● INPUT FOR THIS TASK

* * *

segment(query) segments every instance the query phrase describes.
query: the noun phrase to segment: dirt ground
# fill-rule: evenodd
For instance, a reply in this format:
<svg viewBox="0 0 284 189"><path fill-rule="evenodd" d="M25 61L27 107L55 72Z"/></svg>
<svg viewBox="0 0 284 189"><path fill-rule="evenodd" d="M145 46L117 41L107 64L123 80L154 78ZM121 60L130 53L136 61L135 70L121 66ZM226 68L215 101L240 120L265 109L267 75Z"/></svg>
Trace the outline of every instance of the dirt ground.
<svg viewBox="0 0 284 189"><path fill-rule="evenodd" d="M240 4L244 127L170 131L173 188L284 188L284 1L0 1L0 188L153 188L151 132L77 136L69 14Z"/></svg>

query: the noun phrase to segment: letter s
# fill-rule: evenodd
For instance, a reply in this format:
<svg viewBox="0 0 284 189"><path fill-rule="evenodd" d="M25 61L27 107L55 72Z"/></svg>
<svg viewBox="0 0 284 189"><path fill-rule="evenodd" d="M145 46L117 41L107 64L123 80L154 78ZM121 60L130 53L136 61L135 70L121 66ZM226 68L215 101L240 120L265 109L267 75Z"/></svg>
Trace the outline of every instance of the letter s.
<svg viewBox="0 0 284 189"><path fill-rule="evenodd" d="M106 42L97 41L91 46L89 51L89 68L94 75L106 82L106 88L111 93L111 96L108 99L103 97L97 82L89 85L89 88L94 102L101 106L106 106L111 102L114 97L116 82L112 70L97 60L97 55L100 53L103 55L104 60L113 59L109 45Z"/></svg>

* * *

● WHAT NEEDS TO BE DONE
Recast every line of the rows above as a two-column Markdown table headed Number and Text. Number the lines in order and omit blank lines.

● SOLUTION TO THE EXERCISE
| Number | Text |
|---|---|
| 1 | segment(query) segments every instance the query phrase describes. |
| 2 | query: the noun phrase to segment: dirt ground |
| 3 | # fill-rule: evenodd |
| 4 | For instance, a reply in this format: |
| 5 | <svg viewBox="0 0 284 189"><path fill-rule="evenodd" d="M25 61L27 107L55 72Z"/></svg> |
| 6 | <svg viewBox="0 0 284 189"><path fill-rule="evenodd" d="M145 46L117 41L107 64L123 80L154 78ZM121 60L130 53L136 61L135 70L121 66ZM226 68L215 101L240 120L265 109L267 75Z"/></svg> |
| 7 | Trace the outline of every instance of the dirt ground. |
| 8 | <svg viewBox="0 0 284 189"><path fill-rule="evenodd" d="M240 4L244 127L170 131L173 188L284 188L284 1L0 1L0 188L153 188L151 132L77 136L69 14Z"/></svg> |
| 9 | query: the noun phrase to segment: letter s |
| 10 | # fill-rule: evenodd |
| 11 | For instance, a reply in this format: |
| 12 | <svg viewBox="0 0 284 189"><path fill-rule="evenodd" d="M25 61L27 107L55 72Z"/></svg> |
| 13 | <svg viewBox="0 0 284 189"><path fill-rule="evenodd" d="M145 46L117 41L107 64L123 80L154 78ZM121 60L130 53L136 61L135 70L121 66ZM226 68L215 101L240 120L265 109L267 75Z"/></svg> |
| 14 | Trace the outline of every instance of the letter s. |
| 15 | <svg viewBox="0 0 284 189"><path fill-rule="evenodd" d="M106 42L97 41L91 46L89 51L89 68L94 75L106 82L106 88L111 93L111 96L108 99L103 97L97 82L89 85L89 88L94 102L101 106L106 106L111 102L114 97L116 82L112 70L97 60L97 55L100 53L103 55L104 60L113 59L109 45Z"/></svg> |